### Problem to work on
Can you put all the rows below into a numbered list and leave out any blank lines?
## BEGIN Exercise materials
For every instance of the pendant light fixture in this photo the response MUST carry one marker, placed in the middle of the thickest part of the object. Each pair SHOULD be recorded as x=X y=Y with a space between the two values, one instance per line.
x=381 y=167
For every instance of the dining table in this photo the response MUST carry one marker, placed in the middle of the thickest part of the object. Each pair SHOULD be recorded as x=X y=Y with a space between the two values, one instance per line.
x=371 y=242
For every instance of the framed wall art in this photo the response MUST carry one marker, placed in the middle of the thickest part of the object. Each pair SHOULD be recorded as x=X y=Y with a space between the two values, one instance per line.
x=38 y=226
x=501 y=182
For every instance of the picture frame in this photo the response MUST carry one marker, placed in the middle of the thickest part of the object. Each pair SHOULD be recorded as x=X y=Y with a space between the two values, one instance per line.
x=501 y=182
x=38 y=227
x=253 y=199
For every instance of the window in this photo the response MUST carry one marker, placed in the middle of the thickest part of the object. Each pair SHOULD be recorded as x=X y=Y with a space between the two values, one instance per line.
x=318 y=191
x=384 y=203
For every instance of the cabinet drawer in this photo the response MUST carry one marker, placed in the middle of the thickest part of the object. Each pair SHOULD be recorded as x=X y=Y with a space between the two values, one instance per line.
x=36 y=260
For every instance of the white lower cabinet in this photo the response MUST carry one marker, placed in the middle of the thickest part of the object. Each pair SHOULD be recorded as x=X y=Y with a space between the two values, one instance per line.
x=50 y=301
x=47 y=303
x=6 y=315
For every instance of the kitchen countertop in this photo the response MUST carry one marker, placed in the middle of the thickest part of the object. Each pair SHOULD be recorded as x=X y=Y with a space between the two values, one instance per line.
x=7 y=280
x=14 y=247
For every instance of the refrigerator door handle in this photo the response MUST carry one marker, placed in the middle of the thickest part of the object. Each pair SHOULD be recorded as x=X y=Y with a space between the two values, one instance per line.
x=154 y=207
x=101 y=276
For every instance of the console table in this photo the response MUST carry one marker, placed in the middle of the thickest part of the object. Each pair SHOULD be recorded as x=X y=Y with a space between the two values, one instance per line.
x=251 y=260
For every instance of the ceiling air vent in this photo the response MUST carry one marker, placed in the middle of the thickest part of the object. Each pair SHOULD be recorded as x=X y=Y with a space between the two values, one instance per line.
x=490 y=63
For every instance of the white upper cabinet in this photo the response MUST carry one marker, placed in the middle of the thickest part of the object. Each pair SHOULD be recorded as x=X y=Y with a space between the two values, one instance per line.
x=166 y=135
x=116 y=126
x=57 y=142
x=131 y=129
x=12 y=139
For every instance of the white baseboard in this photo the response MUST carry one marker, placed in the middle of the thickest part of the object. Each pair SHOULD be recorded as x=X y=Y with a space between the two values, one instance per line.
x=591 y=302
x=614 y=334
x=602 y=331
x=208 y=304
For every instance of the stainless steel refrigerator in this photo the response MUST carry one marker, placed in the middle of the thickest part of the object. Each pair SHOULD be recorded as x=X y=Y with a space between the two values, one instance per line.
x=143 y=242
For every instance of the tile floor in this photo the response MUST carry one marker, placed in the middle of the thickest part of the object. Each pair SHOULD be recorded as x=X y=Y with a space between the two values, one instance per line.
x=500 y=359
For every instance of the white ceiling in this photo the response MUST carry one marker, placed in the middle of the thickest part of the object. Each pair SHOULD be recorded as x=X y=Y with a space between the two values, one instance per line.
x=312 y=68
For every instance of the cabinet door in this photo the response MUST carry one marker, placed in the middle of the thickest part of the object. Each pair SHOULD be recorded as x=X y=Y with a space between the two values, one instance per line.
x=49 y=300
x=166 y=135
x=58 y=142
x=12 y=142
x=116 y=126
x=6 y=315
## END Exercise materials
### Answer
1. For every instance of the pendant light fixture in this photo the response MUST carry one marker, placed in the middle of the thickest part of the object. Each pair SHOULD be recorded as x=X y=Y with a space between the two values, one instance per line.
2. x=381 y=167
3. For every instance of the dining table in this photo the response MUST carry one marker, placed in the middle of the thickest part of the object. Each pair SHOULD be recorded as x=X y=Y with a space between the two values, one instance per line.
4. x=371 y=242
5. For every instance of the framed wall art in this photo the response MUST carry one marker, placed in the middle of the thickest part of the object. Each pair SHOULD be recorded as x=X y=Y with a space between the two values, one instance per line.
6. x=38 y=226
7. x=501 y=182
8. For every instance of the picture frame in this photo the response MUST carry one marker, placed in the middle of the thickest part of the object. Each pair SHOULD be recorded as x=X y=Y with a space between the two values, one instance per line.
9. x=501 y=182
10. x=38 y=227
11. x=253 y=199
12. For every instance of the window in this photo the response MUST carry one marker, placed in the middle of the thickest part of the object. Each pair SHOULD be recorded as x=X y=Y with a space between the two values, one instance per line.
13. x=318 y=191
14. x=384 y=203
15. For every instance of the cabinet drawer in this photo the response MUST carry one marker, placed in the middle of the thickest part of the object. Each pair SHOULD be recorded as x=X y=Y with a space between the two values, one instance per line.
16. x=36 y=260
17. For every instance of the white lower cabinet in this photo the response MUST carry one marker, placed in the middle of the thickest part of the object. Each pair SHOULD be recorded as x=X y=Y with a space between the two values, one instance per line.
18. x=50 y=301
19. x=47 y=303
20. x=6 y=315
21. For every instance of the kitchen countertop in this photo the response MUST carry one marker, placed in the middle of the thickest part of the object. Each pair SHOULD be recorded as x=X y=Y with a space between the two values, one instance per line.
22. x=7 y=280
23. x=14 y=247
24. For every instance of the refrigerator door handle in this photo the response MUST carry one marker, placed in the middle of the thickest part of the object. Each pair SHOULD be recorded as x=X y=Y with a space between the two values, one instance per line.
25. x=154 y=207
26. x=101 y=276
27. For every instance of the console table in this photo the response MUST carry one marker, placed in the middle of the thickest part of the object. Each pair SHOULD be recorded as x=X y=Y with a space between the two values, one instance per line.
28. x=251 y=260
29. For every instance of the ceiling air vent in this photo the response MUST carry one marker, placed in the middle of the thickest part of the object. Each pair SHOULD be recorded as x=X y=Y with a space between the two values, one instance per line.
30. x=490 y=63
31. For every instance of the white upper cabinet in this photo the response MUST carry one marker, placed in the middle of the thickest part of the object. Each pair SHOULD be recorded as x=X y=Y with a space between the two values, one instance per line.
32. x=166 y=135
33. x=116 y=126
34. x=57 y=142
35. x=131 y=129
36. x=12 y=139
37. For every instance of the white baseboard in this photo the response MUST carry one marker, placed in the middle of the thickest part of the object. Each pair SHOULD be recorded as x=X y=Y with a space between the two values, one instance per line.
38. x=591 y=302
39. x=614 y=334
40. x=602 y=331
41. x=208 y=304
42. For every instance of the stainless steel refrigerator in this photo the response MUST carry one marker, placed in the middle of the thickest part of the object. Each pair SHOULD be recorded as x=X y=Y with a space between the two values, one instance per line.
43. x=143 y=242
44. For every instance of the tile floor in this photo the response MUST carry one marker, placed in the middle of the thickest part of the object. Each pair SHOULD be recorded as x=X y=Y with a space between the two values, one instance per line.
45. x=500 y=359
46. For every instance of the white ceiling in this photo the response MUST carry one marker, placed in the middle of the thickest part of the object. Each pair SHOULD be recorded as x=X y=Y with a space between the two values, one instance per line.
47. x=312 y=68
48. For every instance of the cabinet door in this photo the response MUST carry one marker, placed in the middle of the thickest part of the object. Each pair SHOULD be recorded as x=X y=Y with a space between the two values, one instance per line.
49. x=49 y=300
50. x=166 y=135
51. x=58 y=142
52. x=12 y=142
53. x=116 y=126
54. x=6 y=315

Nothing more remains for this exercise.